**ZIEL:** Gib aus dem folgenden Text zum Kopftuchstreit die Passage wörtlich wieder, die mit den Worten „Schon seit Jahren“ einsetzt und mit „so schwierig ist.“ schließt.

**AUSGANGSTEXT:**
Schon seit Jahren sorgen Streitigkeiten rund um das Thema Kopftuch immer wieder für Schlagzeilen. Man kann dazu stehen, wie man will; ob in Kita, Schule oder sogar im Gericht – das Kopftuch ist im wahrsten Sinne des Wortes Konfliktstoff. Auf der einen Seite stehen Musliminnen, die um ihre Religionsfreiheit kämpfen, die andere Seite beruft sich auf das staatliche Neutralitätsgebot und die negative Religionsfreiheit. Wir erklären, warum eine Einigung in dieser Frage so schwierig ist.

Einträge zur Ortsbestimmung
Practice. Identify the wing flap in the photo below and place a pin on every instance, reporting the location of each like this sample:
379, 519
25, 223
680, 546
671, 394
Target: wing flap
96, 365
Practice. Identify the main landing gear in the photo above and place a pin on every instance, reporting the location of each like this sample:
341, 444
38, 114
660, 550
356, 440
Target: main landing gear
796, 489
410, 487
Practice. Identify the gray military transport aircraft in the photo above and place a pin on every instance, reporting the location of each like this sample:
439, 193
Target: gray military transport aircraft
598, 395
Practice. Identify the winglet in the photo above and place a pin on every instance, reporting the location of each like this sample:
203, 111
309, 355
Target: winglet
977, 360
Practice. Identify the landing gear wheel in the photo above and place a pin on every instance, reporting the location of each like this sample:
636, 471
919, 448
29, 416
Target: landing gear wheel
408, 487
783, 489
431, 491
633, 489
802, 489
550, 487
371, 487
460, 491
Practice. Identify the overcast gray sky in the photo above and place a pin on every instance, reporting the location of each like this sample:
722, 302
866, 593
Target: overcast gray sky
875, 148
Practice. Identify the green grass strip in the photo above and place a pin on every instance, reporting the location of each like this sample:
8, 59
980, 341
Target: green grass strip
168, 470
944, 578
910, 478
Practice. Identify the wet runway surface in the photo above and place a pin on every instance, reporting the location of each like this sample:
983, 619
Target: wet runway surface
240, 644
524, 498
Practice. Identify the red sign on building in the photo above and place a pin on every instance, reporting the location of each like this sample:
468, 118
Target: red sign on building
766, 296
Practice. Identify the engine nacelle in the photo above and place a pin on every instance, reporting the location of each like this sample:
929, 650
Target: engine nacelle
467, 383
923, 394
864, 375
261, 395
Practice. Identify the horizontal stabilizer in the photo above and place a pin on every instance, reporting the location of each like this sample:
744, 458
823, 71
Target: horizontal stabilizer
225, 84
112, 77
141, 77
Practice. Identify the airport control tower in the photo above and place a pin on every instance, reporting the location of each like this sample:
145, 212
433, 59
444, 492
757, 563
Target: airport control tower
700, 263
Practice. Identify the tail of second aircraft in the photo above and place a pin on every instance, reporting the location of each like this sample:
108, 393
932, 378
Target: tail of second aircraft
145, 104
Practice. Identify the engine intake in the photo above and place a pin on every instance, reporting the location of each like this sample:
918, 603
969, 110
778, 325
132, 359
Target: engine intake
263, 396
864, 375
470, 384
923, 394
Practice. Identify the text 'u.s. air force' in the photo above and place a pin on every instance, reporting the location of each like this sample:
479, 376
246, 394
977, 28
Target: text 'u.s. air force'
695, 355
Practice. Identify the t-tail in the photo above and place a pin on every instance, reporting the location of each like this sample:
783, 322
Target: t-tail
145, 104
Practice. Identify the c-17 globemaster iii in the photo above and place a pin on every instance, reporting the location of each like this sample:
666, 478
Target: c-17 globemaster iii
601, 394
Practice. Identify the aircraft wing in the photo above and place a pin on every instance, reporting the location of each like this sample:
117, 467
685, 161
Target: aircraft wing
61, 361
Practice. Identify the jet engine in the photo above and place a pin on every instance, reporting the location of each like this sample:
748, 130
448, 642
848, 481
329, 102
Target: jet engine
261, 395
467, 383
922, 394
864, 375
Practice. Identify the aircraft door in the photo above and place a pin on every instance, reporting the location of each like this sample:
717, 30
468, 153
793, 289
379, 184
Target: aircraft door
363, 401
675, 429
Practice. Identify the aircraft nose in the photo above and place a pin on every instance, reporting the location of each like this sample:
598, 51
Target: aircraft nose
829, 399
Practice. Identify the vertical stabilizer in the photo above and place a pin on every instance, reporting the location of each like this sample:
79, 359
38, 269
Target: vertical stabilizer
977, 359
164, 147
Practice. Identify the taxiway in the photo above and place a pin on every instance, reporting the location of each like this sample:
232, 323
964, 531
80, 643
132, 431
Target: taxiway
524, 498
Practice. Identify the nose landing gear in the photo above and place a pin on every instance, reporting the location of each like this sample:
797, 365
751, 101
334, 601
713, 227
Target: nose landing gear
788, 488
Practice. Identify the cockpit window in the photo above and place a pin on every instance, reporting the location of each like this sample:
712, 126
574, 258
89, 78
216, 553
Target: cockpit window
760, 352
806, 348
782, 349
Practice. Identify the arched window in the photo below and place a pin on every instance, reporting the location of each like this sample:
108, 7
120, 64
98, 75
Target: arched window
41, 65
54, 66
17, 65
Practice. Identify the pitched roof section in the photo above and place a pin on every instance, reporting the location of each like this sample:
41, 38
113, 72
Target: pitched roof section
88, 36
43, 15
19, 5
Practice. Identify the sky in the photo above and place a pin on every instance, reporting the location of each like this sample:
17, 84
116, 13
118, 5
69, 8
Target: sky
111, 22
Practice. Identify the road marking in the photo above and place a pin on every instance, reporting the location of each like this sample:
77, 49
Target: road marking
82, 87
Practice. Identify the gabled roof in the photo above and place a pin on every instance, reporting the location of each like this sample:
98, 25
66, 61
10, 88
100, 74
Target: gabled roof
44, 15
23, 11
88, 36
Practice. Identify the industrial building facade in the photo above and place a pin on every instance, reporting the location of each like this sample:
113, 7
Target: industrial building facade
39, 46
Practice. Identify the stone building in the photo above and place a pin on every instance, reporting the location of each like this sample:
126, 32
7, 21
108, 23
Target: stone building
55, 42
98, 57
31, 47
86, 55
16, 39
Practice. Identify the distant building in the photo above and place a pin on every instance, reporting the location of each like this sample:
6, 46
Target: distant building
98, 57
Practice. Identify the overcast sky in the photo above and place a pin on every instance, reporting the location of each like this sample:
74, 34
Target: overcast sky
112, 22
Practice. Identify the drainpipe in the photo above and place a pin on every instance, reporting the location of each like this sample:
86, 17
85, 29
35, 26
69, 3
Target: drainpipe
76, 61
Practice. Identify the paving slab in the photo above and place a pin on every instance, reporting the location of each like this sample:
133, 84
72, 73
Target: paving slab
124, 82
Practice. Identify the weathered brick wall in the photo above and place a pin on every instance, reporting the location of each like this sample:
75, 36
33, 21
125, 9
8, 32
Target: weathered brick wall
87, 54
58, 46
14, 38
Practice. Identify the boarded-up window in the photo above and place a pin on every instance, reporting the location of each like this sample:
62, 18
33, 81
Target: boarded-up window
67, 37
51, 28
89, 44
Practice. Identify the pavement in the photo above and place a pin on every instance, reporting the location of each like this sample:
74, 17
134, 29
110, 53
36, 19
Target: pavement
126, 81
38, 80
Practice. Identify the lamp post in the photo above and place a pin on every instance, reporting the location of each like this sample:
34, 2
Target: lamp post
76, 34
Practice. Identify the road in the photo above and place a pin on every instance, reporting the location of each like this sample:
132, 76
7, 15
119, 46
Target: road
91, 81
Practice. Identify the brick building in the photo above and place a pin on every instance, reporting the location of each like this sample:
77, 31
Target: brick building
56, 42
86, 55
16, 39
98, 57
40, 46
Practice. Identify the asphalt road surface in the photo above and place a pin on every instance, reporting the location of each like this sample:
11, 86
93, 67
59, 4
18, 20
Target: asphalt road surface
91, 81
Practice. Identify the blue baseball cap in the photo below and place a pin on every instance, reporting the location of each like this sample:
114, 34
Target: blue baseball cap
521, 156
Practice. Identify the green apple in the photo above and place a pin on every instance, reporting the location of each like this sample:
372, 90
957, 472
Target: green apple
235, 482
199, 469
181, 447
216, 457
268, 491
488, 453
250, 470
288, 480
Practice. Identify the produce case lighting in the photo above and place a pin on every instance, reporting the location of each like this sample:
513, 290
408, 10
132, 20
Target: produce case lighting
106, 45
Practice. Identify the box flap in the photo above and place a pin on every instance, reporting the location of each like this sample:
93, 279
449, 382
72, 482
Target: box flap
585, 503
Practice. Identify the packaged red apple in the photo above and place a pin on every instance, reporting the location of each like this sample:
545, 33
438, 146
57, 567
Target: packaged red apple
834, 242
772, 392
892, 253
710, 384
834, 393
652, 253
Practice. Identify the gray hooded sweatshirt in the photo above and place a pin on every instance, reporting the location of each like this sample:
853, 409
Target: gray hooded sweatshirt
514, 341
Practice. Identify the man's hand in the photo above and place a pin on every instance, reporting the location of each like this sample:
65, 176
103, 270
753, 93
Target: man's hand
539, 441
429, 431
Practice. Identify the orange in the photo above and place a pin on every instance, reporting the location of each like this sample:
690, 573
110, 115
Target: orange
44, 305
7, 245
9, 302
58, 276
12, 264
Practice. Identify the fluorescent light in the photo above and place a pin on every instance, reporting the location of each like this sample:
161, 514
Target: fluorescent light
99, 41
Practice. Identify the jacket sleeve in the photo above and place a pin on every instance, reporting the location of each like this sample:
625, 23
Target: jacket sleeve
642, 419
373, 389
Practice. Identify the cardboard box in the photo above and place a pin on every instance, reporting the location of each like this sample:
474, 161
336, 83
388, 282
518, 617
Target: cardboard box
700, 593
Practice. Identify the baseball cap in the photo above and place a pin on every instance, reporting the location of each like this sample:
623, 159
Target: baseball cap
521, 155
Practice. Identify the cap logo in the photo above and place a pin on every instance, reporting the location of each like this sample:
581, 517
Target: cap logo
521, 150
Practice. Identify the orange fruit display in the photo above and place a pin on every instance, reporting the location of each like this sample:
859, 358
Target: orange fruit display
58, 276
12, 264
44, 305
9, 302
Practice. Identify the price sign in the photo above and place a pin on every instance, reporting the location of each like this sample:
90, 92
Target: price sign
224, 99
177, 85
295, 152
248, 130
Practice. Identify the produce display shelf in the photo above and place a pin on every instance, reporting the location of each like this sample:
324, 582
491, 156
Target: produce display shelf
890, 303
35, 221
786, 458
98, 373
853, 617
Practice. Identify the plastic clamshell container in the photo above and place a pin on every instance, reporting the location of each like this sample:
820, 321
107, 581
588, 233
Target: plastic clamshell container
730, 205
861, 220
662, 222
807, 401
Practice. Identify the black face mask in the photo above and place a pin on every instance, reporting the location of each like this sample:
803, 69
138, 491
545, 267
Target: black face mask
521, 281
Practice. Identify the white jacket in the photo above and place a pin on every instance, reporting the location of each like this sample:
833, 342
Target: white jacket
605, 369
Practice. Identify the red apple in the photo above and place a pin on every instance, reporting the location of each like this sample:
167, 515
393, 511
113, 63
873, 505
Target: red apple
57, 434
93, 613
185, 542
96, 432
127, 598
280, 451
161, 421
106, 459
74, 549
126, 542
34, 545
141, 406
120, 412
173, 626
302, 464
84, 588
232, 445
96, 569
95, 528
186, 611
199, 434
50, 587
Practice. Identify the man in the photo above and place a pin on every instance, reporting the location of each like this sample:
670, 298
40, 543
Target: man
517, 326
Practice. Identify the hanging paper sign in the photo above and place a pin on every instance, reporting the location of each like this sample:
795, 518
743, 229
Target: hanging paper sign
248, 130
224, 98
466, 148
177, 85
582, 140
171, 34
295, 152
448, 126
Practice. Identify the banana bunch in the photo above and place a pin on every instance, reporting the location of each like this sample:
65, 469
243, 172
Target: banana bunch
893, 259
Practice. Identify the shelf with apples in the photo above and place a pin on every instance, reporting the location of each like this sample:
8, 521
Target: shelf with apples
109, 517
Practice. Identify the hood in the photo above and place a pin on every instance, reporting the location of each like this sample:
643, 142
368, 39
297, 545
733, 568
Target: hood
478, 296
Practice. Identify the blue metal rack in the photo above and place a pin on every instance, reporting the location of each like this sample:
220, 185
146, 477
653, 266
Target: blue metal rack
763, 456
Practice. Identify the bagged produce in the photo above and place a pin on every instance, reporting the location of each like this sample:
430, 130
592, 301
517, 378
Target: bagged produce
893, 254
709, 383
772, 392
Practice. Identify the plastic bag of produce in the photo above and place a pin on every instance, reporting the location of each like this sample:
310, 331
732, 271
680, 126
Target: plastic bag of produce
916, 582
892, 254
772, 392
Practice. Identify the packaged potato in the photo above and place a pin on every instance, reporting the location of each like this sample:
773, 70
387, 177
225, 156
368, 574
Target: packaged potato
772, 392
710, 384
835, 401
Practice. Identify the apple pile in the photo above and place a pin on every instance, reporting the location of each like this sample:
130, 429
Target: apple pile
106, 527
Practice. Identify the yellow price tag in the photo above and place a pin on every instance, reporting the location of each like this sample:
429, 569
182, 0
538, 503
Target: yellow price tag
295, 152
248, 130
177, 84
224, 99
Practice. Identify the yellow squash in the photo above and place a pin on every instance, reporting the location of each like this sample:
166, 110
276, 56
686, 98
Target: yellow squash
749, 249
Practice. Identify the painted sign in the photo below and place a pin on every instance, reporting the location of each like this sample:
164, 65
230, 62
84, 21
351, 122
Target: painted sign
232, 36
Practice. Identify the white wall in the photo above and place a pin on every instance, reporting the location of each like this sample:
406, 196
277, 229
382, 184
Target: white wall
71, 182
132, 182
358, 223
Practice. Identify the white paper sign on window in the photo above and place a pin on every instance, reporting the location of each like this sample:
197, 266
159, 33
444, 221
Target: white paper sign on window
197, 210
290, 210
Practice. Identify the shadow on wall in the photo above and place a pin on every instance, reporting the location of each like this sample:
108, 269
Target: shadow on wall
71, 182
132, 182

**SCHRIFTLICHE ANTWORT:**
Schon seit Jahren sorgen Streitigkeiten rund um das Thema Kopftuch immer wieder für Schlagzeilen. Man kann dazu stehen, wie man will; ob in Kita, Schule oder sogar im Gericht – das Kopftuch ist im wahrsten Sinne des Wortes Konfliktstoff. Auf der einen Seite stehen Musliminnen, die um ihre Religionsfreiheit kämpfen, die andere Seite beruft sich auf das staatliche Neutralitätsgebot und die negative Religionsfreiheit. Wir erklären, warum eine Einigung in dieser Frage so schwierig ist.